START Document extract

- Movie Poster
- Directed by: B. V. S. Ravi
- Written by: B. V. S. Ravi
- Produced by: V. Ananda Prasad
- Starring: Gopichand Deeksha Seth
- Cinematography: Rasool Ellore
- Edited by: Shankar
- Music by: Chakri
- Production company: Bhavya Creations
- Release date: 26 January 2011;
- Running time: 148 minutes
- Country: India
- Language: Telugu

= Wanted (2011 film) =

2011 Indian Telugu language action film

Wanted is a 2011 Indian Telugu-language action drama film written and directed by B.V.S.Ravi and produced by V. Ananda Prasad on Bhavya Creations banner. It stars Gopichand and Deeksha Seth, alongside an ensemble supporting cast including Prakash Raj, Nassar, Chandra Mohan, Jayasudha, Brahmanandam, Subbaraju, Ali, Ahuti Prasad, Raghu Babu and Shafi. The music was composed by Chakri with cinematography by Rasool Ellore. The film released on 26 January 2011.

==Plot==
Ram Babu is the only son of a couple: Ram Babu and Janaki. The parents have earned so much for their son to lead a happy life without doing any work. In simple, Ram Babu is a vagabond with no work other than roaming on roads with his batch. All of a sudden, he meets Nandini, a house surgeon who saves Janaki's life when she had a severe heart attack. From the very next moment, Ram Babu falls in love with Nandini to chase her everywhere and make her accept his love, but she never reciprocates. A frustrated Ram Babu beats up goons when they tease Nandini and asks her what else he can do in order to win her love. Nandini shocks Ram Babu by asking him to kill the local drug don Basava Reddy and his family members to win her hand. With no logics, Ram Babu sets on the action scenes, but Nandini's flashback is revealed by the commissioner. Nandini is the daughter of an undercover cop named Raghunath, and her entire family is killed in the hands of Basava Reddy. Because of this, she is on a revenge spree, taking process and using Ram Babu as her weapon. How Ram Babu finished Nandini's task and how Nandini developed a bond of love in this process form rest of the story.

END Document extract

| Check your understanding |
1 – Answer these about the Wanted film article:
(a) How long does the film run?
(b) What is Nandini's job when she first meets Ram Babu?
(c) Who was Nandini's father?
2 – Please extend the Wanted film article, beginning after its last sentence.

START Extracted information

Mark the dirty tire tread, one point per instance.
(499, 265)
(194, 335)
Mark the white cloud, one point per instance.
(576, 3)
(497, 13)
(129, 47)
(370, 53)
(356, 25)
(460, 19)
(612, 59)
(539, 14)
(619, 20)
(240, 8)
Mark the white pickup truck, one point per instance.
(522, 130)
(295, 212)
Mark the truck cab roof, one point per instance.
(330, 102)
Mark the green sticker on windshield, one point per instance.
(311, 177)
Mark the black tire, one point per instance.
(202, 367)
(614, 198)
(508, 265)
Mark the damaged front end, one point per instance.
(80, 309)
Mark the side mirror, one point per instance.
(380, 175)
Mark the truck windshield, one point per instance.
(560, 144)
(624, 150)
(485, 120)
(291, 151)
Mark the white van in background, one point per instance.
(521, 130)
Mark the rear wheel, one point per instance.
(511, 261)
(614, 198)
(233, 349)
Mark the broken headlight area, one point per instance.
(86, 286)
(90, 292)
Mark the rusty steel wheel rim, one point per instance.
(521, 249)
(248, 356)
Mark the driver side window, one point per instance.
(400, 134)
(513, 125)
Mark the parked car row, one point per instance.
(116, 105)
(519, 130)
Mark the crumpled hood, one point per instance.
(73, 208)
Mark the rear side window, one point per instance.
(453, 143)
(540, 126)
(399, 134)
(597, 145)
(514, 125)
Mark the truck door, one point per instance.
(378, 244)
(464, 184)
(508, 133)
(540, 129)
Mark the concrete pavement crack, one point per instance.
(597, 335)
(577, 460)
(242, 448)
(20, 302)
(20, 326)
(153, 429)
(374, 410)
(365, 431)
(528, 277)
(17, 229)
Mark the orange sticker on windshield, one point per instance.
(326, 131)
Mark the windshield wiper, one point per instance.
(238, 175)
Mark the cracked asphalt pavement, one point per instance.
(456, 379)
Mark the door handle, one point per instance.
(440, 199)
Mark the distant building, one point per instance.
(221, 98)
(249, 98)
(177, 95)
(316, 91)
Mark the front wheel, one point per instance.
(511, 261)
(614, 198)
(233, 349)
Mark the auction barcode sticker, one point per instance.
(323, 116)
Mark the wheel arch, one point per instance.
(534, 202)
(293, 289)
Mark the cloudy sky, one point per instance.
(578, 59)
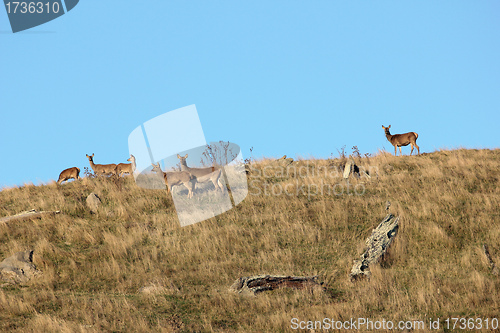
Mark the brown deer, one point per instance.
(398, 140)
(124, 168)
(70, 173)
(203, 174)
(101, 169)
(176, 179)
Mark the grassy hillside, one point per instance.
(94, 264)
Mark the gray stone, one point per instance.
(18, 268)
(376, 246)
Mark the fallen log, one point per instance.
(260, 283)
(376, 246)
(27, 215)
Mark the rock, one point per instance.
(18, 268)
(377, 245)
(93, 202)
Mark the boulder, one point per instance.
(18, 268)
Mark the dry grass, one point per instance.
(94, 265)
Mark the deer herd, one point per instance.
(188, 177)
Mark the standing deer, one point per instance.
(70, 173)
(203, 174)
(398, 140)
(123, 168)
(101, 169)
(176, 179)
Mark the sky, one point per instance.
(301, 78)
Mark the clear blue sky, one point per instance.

END Extracted information

| Task-by-task results |
1 –
(a) 148 minutes
(b) She is a house surgeon.
(c) Raghunath, an undercover cop

2 –
==Soundtrack==
The music is composed by Chakri and was released on Aditya Music. Wanted had its audio launch at Ramanaidu Studios. Prabhas had unveiled the first copy of the CD and presented it to actress Jayasudha.

Track-List
| No. | Title | Singer(s) | Length |
|---|---|---|---|
| 1. | "Arakilo Pogaru" | Ranjith | 4.46 |
| 2. | "Yevo Pichhi Veshalu" | Javed Ali | 5.23 |
| 3. | "Dil Mera Dhak Dhak" | Udit Narayan, Smita | 4:48 |
| 4. | "Cheppana Cheppana" | Chakri, Kousalya | 5:36 |
| 5. | "A for Angel" | Krishna Chaithanya, M. M. Srilekha | 3:48 |
| Total length: |  |  | 24:21 |

==Release==
The film released on 26 January 2011. The film was later dubbed in Hindi as Jaanbaaz Ki Jung and in Tamil as Vengai Puli.